Write out exactly what each line says, starting with the first line below and ending on the one with "Mark the region of every instance of the book.".

[Dataset entries]
□ □ □ □

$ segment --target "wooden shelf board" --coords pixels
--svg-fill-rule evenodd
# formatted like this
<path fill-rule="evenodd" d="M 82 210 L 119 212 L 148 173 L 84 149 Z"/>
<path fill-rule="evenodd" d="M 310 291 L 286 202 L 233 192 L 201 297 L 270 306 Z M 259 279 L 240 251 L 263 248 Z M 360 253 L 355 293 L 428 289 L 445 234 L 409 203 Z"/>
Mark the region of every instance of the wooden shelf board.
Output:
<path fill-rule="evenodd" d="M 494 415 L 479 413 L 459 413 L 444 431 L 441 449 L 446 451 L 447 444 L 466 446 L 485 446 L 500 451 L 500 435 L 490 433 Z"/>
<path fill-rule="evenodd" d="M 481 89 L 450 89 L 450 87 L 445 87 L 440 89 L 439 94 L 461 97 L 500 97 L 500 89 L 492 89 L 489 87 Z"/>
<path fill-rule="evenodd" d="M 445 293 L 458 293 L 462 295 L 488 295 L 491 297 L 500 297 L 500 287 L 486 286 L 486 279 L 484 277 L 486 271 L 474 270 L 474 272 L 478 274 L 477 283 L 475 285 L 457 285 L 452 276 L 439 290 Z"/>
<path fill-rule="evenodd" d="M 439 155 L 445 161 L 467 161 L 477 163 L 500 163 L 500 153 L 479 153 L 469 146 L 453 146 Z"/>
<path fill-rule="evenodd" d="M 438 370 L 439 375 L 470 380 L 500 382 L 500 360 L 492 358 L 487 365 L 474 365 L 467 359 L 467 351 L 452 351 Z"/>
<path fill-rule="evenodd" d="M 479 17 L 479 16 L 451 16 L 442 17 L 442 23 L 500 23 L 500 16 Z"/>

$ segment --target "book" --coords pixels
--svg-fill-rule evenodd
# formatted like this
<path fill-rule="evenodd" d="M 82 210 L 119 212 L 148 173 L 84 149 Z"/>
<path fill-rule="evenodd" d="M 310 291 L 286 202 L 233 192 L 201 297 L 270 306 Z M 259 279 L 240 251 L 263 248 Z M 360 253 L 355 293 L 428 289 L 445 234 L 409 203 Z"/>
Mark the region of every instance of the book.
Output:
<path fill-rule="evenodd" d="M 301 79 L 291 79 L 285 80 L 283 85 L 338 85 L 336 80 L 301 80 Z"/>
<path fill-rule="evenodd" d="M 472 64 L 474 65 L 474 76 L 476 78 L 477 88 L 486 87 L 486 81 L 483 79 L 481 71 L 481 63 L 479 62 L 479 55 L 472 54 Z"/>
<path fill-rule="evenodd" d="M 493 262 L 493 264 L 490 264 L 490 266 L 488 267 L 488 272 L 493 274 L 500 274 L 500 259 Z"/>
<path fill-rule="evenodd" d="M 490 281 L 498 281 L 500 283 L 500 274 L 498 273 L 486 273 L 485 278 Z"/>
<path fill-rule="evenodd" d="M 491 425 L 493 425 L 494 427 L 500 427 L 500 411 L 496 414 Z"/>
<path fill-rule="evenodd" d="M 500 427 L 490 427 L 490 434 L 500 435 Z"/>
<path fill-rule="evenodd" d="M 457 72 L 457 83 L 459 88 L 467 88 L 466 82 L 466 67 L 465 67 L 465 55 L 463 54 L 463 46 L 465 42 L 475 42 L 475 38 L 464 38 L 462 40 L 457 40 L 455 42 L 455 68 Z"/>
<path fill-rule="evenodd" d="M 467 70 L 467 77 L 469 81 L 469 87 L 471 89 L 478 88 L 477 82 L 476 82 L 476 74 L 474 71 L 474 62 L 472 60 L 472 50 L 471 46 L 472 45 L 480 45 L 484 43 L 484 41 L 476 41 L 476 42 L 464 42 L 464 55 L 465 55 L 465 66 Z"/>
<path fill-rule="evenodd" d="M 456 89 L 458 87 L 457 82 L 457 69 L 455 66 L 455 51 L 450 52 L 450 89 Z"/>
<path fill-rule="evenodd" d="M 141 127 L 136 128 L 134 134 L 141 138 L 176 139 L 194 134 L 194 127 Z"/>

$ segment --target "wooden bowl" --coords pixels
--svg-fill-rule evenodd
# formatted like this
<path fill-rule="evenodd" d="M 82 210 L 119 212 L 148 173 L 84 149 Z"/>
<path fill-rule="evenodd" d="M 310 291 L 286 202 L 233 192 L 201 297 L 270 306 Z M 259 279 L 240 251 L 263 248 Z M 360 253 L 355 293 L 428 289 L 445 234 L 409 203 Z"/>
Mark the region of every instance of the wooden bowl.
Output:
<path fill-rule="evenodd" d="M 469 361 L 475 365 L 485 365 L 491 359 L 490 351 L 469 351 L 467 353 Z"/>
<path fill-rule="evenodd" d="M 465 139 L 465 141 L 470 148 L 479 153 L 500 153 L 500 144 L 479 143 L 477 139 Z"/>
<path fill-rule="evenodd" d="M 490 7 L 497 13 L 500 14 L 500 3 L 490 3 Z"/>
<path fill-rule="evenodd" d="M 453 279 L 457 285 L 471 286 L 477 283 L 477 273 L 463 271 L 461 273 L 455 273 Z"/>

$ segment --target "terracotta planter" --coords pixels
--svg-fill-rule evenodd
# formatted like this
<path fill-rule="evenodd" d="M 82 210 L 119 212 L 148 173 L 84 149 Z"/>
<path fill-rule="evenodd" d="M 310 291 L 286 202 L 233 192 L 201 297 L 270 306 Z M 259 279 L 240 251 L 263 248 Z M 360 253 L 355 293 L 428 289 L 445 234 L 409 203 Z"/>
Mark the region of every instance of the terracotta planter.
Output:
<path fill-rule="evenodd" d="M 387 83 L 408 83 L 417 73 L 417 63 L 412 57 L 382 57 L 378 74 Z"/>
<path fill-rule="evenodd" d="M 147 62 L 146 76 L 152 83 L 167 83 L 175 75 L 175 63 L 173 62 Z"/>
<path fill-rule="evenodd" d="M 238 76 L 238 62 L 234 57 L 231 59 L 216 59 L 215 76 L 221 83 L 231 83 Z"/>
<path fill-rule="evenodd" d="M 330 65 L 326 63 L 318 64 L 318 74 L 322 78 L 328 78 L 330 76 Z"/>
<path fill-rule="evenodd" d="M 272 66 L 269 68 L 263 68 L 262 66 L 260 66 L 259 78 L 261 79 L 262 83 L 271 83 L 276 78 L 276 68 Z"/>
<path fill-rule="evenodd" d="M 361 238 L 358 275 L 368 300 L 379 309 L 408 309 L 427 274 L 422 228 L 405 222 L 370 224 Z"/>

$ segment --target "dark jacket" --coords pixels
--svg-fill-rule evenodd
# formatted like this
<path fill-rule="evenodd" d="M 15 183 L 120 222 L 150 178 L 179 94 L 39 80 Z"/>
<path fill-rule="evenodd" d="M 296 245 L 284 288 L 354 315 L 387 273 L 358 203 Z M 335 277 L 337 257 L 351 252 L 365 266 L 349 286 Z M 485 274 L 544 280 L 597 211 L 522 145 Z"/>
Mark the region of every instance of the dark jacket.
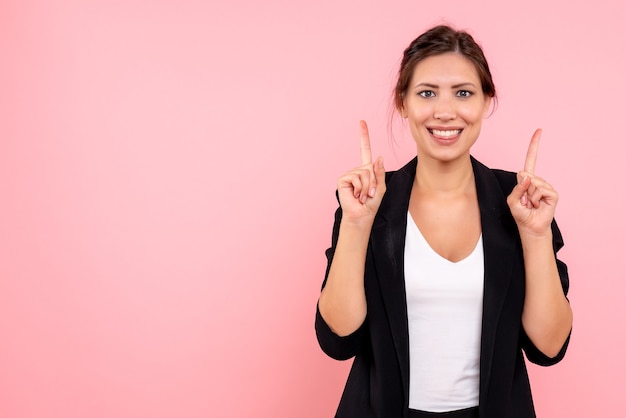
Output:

□ □ □ □

▶ **Exercise answer**:
$ segment --target "wooden shelf board" --coords pixels
--svg-fill-rule evenodd
# formatted like this
<path fill-rule="evenodd" d="M 82 210 L 119 212 L 148 173 L 84 149 Z"/>
<path fill-rule="evenodd" d="M 310 291 L 286 202 L 233 192 L 201 297 L 270 306 Z M 259 279 L 240 251 L 263 248 Z M 360 253 L 355 293 L 428 289 L 445 234 L 409 203 Z"/>
Mark the region of every instance of the wooden shelf board.
Output:
<path fill-rule="evenodd" d="M 494 415 L 479 413 L 459 413 L 444 431 L 441 449 L 446 451 L 447 444 L 466 446 L 485 446 L 500 451 L 500 435 L 490 433 Z"/>
<path fill-rule="evenodd" d="M 481 89 L 450 89 L 450 87 L 445 87 L 440 89 L 439 94 L 461 97 L 500 97 L 500 89 L 492 89 L 489 87 Z"/>
<path fill-rule="evenodd" d="M 445 293 L 458 293 L 462 295 L 488 295 L 491 297 L 500 297 L 500 287 L 486 286 L 486 279 L 484 277 L 486 271 L 474 270 L 474 272 L 478 274 L 477 283 L 475 285 L 457 285 L 452 276 L 439 290 Z"/>
<path fill-rule="evenodd" d="M 439 155 L 445 161 L 467 161 L 477 163 L 500 163 L 500 153 L 479 153 L 469 146 L 453 146 Z"/>
<path fill-rule="evenodd" d="M 438 370 L 439 375 L 470 380 L 500 382 L 500 360 L 492 358 L 487 365 L 474 365 L 467 359 L 467 351 L 452 351 Z"/>
<path fill-rule="evenodd" d="M 479 17 L 479 16 L 451 16 L 442 17 L 442 23 L 500 23 L 500 16 Z"/>

$ segment --target "book" --coords pixels
--svg-fill-rule evenodd
# formatted like this
<path fill-rule="evenodd" d="M 82 210 L 119 212 L 148 173 L 84 149 Z"/>
<path fill-rule="evenodd" d="M 310 291 L 286 202 L 233 192 L 201 297 L 270 306 Z M 259 279 L 240 251 L 263 248 Z M 360 253 L 355 293 L 428 289 L 445 234 L 409 203 Z"/>
Mark the region of every instance of the book.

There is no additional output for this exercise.